TO DO | Line by line, copy the records below exactly and leave the pictures out.
━━━ THE INPUT ━━━
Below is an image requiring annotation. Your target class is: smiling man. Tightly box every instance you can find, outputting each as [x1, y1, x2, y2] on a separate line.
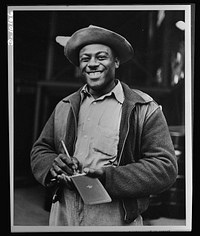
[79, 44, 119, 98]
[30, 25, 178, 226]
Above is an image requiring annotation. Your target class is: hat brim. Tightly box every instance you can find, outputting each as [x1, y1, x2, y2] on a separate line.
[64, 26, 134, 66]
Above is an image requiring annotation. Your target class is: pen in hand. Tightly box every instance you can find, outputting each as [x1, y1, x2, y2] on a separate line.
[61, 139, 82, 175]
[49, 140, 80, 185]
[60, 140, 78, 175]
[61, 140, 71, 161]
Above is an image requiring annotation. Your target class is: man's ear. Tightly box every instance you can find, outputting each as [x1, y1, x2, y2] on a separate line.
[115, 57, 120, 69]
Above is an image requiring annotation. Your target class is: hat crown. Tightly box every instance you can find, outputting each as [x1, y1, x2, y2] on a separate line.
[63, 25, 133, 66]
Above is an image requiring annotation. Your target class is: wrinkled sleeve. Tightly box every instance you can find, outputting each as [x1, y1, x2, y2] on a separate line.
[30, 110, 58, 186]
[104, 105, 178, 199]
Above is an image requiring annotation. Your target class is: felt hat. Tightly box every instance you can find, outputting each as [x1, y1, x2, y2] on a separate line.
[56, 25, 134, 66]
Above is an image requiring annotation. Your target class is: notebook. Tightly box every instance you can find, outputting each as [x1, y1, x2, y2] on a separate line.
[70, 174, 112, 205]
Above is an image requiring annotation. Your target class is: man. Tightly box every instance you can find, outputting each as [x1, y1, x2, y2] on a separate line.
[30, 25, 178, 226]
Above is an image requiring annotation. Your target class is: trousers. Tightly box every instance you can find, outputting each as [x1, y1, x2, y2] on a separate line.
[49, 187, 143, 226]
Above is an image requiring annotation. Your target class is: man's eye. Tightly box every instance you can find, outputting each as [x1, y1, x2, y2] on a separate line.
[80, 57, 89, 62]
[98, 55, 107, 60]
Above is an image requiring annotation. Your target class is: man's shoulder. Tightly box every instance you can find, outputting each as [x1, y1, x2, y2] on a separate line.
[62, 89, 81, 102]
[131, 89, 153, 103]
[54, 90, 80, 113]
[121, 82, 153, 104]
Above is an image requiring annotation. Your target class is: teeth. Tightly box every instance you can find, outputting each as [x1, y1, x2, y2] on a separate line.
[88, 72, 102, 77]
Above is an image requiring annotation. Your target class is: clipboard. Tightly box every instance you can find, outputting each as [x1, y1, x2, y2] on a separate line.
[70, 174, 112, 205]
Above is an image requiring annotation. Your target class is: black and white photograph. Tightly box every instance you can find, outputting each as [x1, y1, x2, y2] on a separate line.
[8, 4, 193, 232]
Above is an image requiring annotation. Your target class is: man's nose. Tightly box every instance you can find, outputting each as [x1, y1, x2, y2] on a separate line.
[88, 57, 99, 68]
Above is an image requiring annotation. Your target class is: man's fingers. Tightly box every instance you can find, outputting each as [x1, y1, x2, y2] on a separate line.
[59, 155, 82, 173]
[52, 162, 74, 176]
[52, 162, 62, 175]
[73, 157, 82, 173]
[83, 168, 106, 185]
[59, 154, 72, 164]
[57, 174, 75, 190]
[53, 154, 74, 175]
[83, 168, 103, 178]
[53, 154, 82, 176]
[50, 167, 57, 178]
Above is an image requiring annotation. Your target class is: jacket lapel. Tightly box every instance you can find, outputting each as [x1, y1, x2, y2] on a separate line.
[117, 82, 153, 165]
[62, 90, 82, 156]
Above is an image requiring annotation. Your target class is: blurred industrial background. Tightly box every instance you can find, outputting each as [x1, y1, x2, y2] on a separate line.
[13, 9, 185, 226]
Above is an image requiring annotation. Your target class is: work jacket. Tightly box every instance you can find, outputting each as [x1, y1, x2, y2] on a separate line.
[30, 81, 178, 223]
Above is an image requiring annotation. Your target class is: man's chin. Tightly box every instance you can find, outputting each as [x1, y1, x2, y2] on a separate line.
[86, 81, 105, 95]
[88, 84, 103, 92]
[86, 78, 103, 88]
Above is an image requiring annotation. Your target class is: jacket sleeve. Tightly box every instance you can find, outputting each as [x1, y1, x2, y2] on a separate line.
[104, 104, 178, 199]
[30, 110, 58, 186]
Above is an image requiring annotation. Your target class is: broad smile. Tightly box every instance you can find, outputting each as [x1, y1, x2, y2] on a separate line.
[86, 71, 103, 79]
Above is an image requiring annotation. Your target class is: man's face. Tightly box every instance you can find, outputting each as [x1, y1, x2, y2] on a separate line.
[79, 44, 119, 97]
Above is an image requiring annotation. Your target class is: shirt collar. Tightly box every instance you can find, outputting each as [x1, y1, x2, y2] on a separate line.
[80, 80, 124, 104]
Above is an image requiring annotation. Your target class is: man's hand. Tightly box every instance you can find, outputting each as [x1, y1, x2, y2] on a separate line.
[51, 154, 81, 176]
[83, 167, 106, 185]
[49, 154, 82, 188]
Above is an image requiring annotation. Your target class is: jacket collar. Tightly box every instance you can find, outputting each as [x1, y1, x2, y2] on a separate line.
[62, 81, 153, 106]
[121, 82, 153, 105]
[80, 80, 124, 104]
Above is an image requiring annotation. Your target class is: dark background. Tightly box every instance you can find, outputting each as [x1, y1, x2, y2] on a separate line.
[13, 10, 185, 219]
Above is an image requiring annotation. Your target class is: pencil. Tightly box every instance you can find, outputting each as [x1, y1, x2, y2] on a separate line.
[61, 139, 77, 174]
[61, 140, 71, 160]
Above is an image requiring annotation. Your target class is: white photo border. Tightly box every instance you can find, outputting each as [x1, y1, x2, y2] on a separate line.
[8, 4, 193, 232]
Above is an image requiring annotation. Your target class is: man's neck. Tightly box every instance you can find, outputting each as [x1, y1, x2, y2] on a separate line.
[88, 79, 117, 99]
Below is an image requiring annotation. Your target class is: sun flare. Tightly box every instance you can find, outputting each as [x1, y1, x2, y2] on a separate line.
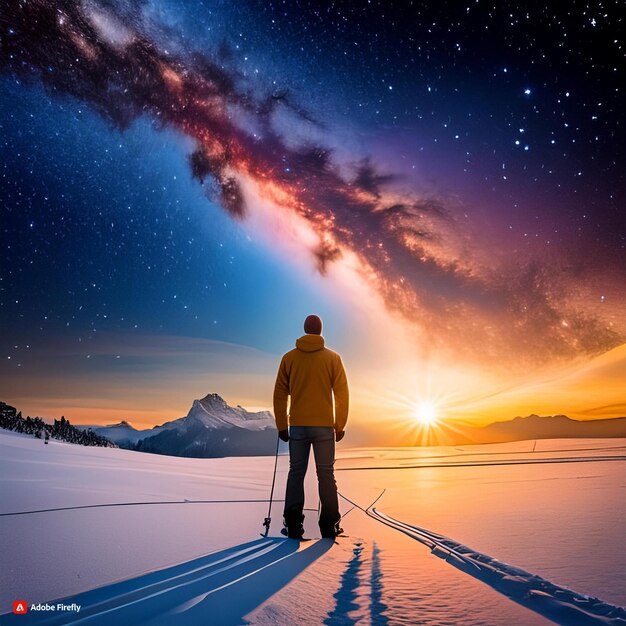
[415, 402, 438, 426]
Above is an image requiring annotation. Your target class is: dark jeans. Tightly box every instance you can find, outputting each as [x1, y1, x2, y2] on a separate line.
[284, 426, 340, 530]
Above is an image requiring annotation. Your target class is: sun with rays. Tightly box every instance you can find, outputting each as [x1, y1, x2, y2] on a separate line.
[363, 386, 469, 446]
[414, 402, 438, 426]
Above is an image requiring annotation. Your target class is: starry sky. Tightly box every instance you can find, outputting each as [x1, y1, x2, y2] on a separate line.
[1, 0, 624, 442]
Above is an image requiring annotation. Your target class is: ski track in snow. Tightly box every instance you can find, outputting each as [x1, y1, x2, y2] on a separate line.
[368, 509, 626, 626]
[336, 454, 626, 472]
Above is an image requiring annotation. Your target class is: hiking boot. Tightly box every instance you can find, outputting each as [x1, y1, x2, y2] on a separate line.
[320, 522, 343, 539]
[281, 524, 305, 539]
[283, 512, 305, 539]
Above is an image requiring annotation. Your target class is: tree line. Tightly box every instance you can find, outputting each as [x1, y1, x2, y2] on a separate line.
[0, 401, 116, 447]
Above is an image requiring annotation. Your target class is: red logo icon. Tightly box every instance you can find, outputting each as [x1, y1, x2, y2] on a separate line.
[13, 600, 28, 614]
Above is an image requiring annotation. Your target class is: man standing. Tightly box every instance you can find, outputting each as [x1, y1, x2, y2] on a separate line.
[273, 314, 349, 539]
━━━
ANSWER FOR THE TASK |
Below is an image requiring annotation. Your target class is: smiling man. Tightly box every instance you can find, outputting each as [x1, y1, x2, y2] on a separate line.
[79, 44, 119, 98]
[30, 25, 178, 226]
Above is an image requiring annotation. Your target class is: hat brim. Tightly box every instance you can find, outputting each as [x1, y1, x2, y2] on a separate line.
[64, 26, 134, 66]
Above is an image requiring annotation. Your target class is: pen in hand. Tightly box every instance you can find, outputting each as [x1, y1, x2, y2] on a separate line.
[61, 139, 82, 175]
[49, 140, 80, 185]
[60, 140, 78, 175]
[61, 140, 71, 161]
Above is an image requiring annotation. Your target class is: man's ear. Tightly box every instance you can find, outputting each as [x1, y1, x2, y2] on a separate line.
[115, 57, 120, 69]
Above is an image requiring annotation. Your target class is: hat crown. Tightly box every instance you can find, outputting each as [x1, y1, x2, y2] on a separate line.
[63, 25, 133, 66]
Above is an image requiring annotation. Your target class is: wrinkled sleeve. Tightly box every instance you can find, outputting each as [x1, y1, x2, y2] on a separate line.
[30, 110, 58, 186]
[104, 105, 178, 199]
Above is an image requiring annotation. Your target class is: felt hat. Tightly box every instance you can find, outputting each as [x1, y1, x2, y2] on a separate line.
[56, 25, 134, 66]
Above is an image requiring annotation. Your target class is: notebook. Tightly box every instance you can find, outputting each as [x1, y1, x2, y2] on a separate line.
[70, 174, 112, 205]
Above is an image requiring annotation. Your target class is: man. Tightly box every instance you can find, outputting each as [x1, y1, x2, y2] on a separate line.
[30, 25, 178, 226]
Above is an image requiring annotation. Your target class is: trousers. Tightly box every instance you can find, outputting each as [x1, y1, x2, y2] on a separate line.
[49, 187, 143, 226]
Above is an image requiring annotation. Your target class is: man's eye. Tightly box every instance you can find, outputting each as [x1, y1, x2, y2] on a separate line.
[80, 57, 89, 62]
[98, 55, 107, 60]
Above is an image requiring annotation. Your target class is: man's shoulder. Tightly box every instance you can find, outputting each as [x1, y1, x2, y2] on a separate line.
[62, 89, 81, 102]
[131, 89, 153, 103]
[54, 90, 80, 113]
[121, 82, 153, 104]
Above is an image requiring annotation. Your target class is: teeth. Tightly box every instance you can find, outputting each as [x1, y1, x2, y2] on a separate line.
[88, 72, 102, 77]
Above is an image requiring annotation. Your target class is: clipboard. Tightly box every instance you can find, outputting each as [x1, y1, x2, y2] on a separate line.
[70, 174, 112, 205]
Above is an image requiring annotation. Your target class is: black and white photograph. Tightly box every instance you can find, outputting each as [x1, y1, x2, y2] on a separate line.
[8, 4, 193, 232]
Above is an image requiring annotation. Your target class is: man's nose. Tightly box every instance you can find, outputting each as [x1, y1, x2, y2] on a separate line.
[88, 57, 99, 68]
Above is an image requiring annotation. Your target class is: man's fingers. Tightly box every instance you can find, outputting each as [x1, y1, x2, y2] on a separate line.
[59, 155, 82, 173]
[52, 162, 74, 176]
[52, 162, 62, 175]
[73, 157, 82, 173]
[83, 168, 106, 185]
[59, 154, 72, 164]
[57, 174, 75, 190]
[53, 154, 74, 175]
[83, 168, 103, 178]
[53, 154, 82, 176]
[50, 167, 57, 178]
Above is an image requiring annotation. Your target class is: jacket lapel. Tightly box every instance you can find, outputting each as [x1, y1, x2, y2] on a separate line.
[117, 82, 153, 165]
[62, 90, 82, 156]
Above is an image requiring annotation. Your target class is: blurred industrial background. Tightly box every instance you can find, outputting each as [x1, y1, x2, y2] on a separate line.
[13, 9, 185, 226]
Above is an image requiring annotation. Your target class is: work jacket. Tightly box every instance you can find, outputting each as [x1, y1, x2, y2] on a separate line.
[30, 81, 178, 223]
Above is an image requiring annotation. Your target class is: man's chin. Tightly box every instance you can find, outputting each as [x1, y1, x2, y2] on a separate line.
[86, 81, 105, 95]
[88, 84, 103, 92]
[86, 78, 103, 88]
Above is an image requiring annotation. Your target class is: jacket sleeve. Tightly box every instance you can find, outputting each as [x1, y1, x2, y2] on a separate line.
[104, 104, 178, 199]
[30, 110, 58, 186]
Above is an image requiring annotation. Your target class is: broad smile. Tightly box every instance you can find, outputting each as [x1, y1, x2, y2] on a separate line.
[86, 71, 103, 79]
Above is an image requiring annotation. Your target class is: man's face. Tightly box every instance you can find, outputting each as [x1, y1, x2, y2] on a separate line.
[79, 44, 119, 97]
Above is an image requiring annotation. Your target class is: shirt collar. Tightly box every instance you can find, outputting each as [x1, y1, x2, y2] on a separate line.
[80, 80, 124, 104]
Above is an image requiring annotation. Your target class is: man's hand. Tightly box every instance you can find, outputting each as [x1, y1, x2, y2] on a separate line.
[51, 154, 81, 176]
[83, 167, 106, 185]
[49, 154, 82, 188]
Above is an image requiring annotation. Your target class is: jacket collar. Tightly box every instance you can find, outputting each as [x1, y1, x2, y2] on a separate line.
[62, 81, 153, 106]
[121, 82, 153, 105]
[80, 80, 124, 104]
Above is an image requiring annotation. Your target class is: dark background. Tightly box every instance you can find, outputting each as [x1, y1, x2, y2] on a separate line.
[13, 10, 185, 219]
Above is an image requiring annotation. Your target class is: pencil. Tightly box every instance you can find, outputting each as [x1, y1, x2, y2] on a separate line.
[61, 139, 77, 174]
[61, 140, 71, 160]
Above is an image requiring annotation. Your target class is: white photo border. Tightly box every instance you can find, outputting each as [x1, y1, x2, y2] on a separate line.
[8, 4, 193, 232]
Above is an image requiring annotation. Your target class is: man's neck. Tightly box every instance you can find, outputting each as [x1, y1, x2, y2] on a separate line.
[88, 79, 117, 99]
Below is an image requiring annotation. Your target class is: sun flare. Tightly box every instance you can find, outputting each as [x1, y1, x2, y2] on a separate line.
[415, 402, 438, 426]
Above is an image requiring annotation. Your target class is: dark jeans. Tightly box every instance you can find, outputting each as [x1, y1, x2, y2] on a separate line.
[284, 426, 340, 530]
Above is an image requiring annotation. Your target class is: sun with rays. Tightly box every instance you can find, outputting each as [x1, y1, x2, y2] on a separate line.
[363, 386, 469, 446]
[414, 402, 438, 426]
Above is an image requiring annotation. Your target class is: starry sky. Tightly box every instance you can find, outputting each as [x1, y1, x2, y2] on a separate line.
[1, 0, 624, 442]
Above is an image requiring annotation. Your target class is: ski track in snow. Tightly box every instance you can find, outputting each as [x1, y1, x2, y2] on a separate line.
[368, 509, 626, 626]
[336, 454, 626, 472]
Above is an image requiring annotation. Your target class is: hiking boot. Tightly box every instance you can find, outputting each as [x1, y1, x2, y2] on a separate line.
[320, 522, 343, 539]
[281, 524, 305, 539]
[283, 512, 305, 539]
Above is an image requiring annotation. Your target class is: tree line. Tightly box every instance you can find, outputting each as [x1, y1, x2, y2] on a separate line.
[0, 401, 116, 447]
Above is an image requiring annotation. Your target class is: red logo icon. Tightly box every instance you can find, outputting each as [x1, y1, x2, y2] on a separate line.
[13, 600, 28, 614]
Above is an image requiring annotation. Your target class is: man standing. Tightly box every instance you can find, outputting each as [x1, y1, x2, y2] on a separate line.
[273, 314, 349, 539]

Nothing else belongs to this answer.